#### [Brief 1]
Please reproduce word for word the part of the NY 187 route description that opens with the words containing "NY 187 begins" and closes with "onto US 20.".
#### [Brief 2]
In the NY 187 route description, which golf course does the route pass in Elma?

NY 187 begins at an intersection with US 20A (Quaker Road) as a continuation of County Route 553 (CR 553). It takes on CR 553's name, Transit Road, and progresses northward as a two-lane road. The highway serves the nearby Bob-O-Link Golf Course prior to entering a stretch of fields in Orchard Park, where it intersects with CR 460 (Milestrip Road), the eastward continuation of NY 179. The route continues on, loosely paralleling Cazenovia Creek and intersecting Michael and Willardshire roads (CR 365 and CR 377, respectively) before passing the Harvest Hill Golf Course in Elma. NY 187 soon intersects with Reserve Road, an east–west connection from US 20 eastbound, before turning to the northwest and terminating at its own junction with US 20. The Transit Road designation continues north onto US 20.

#### [Provided information]
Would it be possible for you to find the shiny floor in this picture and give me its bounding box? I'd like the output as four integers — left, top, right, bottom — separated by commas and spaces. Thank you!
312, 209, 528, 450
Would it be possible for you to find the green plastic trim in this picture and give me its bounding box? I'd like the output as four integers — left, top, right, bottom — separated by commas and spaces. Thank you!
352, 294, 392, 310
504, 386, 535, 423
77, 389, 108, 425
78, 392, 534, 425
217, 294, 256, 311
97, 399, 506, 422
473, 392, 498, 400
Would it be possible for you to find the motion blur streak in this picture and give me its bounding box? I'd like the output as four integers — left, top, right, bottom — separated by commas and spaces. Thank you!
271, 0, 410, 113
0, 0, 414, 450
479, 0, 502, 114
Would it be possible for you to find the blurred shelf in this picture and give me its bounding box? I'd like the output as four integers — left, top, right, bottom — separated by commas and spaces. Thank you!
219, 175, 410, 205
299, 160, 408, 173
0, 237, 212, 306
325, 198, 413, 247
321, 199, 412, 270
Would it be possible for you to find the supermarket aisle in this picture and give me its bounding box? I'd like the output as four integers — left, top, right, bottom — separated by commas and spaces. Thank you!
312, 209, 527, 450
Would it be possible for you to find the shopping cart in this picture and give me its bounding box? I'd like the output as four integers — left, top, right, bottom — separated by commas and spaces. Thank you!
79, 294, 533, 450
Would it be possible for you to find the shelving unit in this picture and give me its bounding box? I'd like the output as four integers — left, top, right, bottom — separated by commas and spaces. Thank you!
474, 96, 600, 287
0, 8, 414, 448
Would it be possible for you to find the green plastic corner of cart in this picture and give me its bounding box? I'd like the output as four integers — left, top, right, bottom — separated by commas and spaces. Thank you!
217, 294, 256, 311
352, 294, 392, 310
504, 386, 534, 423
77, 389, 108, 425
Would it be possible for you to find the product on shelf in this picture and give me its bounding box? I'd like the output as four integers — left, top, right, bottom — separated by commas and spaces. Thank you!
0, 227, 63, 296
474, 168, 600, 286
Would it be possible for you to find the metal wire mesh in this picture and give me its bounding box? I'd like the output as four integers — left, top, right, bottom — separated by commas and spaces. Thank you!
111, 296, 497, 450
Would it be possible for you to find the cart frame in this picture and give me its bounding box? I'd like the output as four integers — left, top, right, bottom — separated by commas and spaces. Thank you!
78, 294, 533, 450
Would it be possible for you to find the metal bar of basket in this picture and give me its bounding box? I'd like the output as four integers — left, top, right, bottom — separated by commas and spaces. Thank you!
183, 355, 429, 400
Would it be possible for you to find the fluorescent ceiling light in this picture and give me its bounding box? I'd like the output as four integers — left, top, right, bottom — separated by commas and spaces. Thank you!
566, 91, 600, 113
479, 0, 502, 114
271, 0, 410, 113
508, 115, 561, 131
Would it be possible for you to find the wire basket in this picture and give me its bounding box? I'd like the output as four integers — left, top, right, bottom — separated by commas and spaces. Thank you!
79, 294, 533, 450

#### [Exercise output 1]
NY 187 begins at an intersection with US 20A (Quaker Road) as a continuation of County Route 553 (CR 553). It takes on CR 553's name, Transit Road, and progresses northward as a two-lane road. The highway serves the nearby Bob-O-Link Golf Course prior to entering a stretch of fields in Orchard Park, where it intersects with CR 460 (Milestrip Road), the eastward continuation of NY 179. The route continues on, loosely paralleling Cazenovia Creek and intersecting Michael and Willardshire roads (CR 365 and CR 377, respectively) before passing the Harvest Hill Golf Course in Elma. NY 187 soon intersects with Reserve Road, an east–west connection from US 20 eastbound, before turning to the northwest and terminating at its own junction with US 20. The Transit Road designation continues north onto US 20.

#### [Exercise output 2]
The Harvest Hill Golf Course.